## TASK GOAL
Can you update these records by changing every "Prolog-style query" to "Prolog query" and leaving everything else as it is?

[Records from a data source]

+ + + + + + +

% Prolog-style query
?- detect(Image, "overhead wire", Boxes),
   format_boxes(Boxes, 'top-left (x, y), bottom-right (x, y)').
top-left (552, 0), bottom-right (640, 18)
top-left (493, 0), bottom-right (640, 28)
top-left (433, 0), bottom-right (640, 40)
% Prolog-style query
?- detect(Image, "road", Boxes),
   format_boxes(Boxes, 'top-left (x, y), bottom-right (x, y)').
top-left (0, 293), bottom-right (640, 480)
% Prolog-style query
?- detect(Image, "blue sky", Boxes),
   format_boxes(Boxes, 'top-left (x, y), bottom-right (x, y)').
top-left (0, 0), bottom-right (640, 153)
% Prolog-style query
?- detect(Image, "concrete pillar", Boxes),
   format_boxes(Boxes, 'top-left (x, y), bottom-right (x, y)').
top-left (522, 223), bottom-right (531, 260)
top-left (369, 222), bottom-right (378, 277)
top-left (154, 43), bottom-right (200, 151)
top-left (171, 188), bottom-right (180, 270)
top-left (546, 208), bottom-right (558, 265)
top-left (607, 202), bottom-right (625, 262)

+ + + + + + +

## RESPONSE TO THE TASK
% Prolog query
?- detect(Image, "overhead wire", Boxes),
   format_boxes(Boxes, 'top-left (x, y), bottom-right (x, y)').
top-left (552, 0), bottom-right (640, 18)
top-left (493, 0), bottom-right (640, 28)
top-left (433, 0), bottom-right (640, 40)
% Prolog query
?- detect(Image, "road", Boxes),
   format_boxes(Boxes, 'top-left (x, y), bottom-right (x, y)').
top-left (0, 293), bottom-right (640, 480)
% Prolog query
?- detect(Image, "blue sky", Boxes),
   format_boxes(Boxes, 'top-left (x, y), bottom-right (x, y)').
top-left (0, 0), bottom-right (640, 153)
% Prolog query
?- detect(Image, "concrete pillar", Boxes),
   format_boxes(Boxes, 'top-left (x, y), bottom-right (x, y)').
top-left (522, 223), bottom-right (531, 260)
top-left (369, 222), bottom-right (378, 277)
top-left (154, 43), bottom-right (200, 151)
top-left (171, 188), bottom-right (180, 270)
top-left (546, 208), bottom-right (558, 265)
top-left (607, 202), bottom-right (625, 262)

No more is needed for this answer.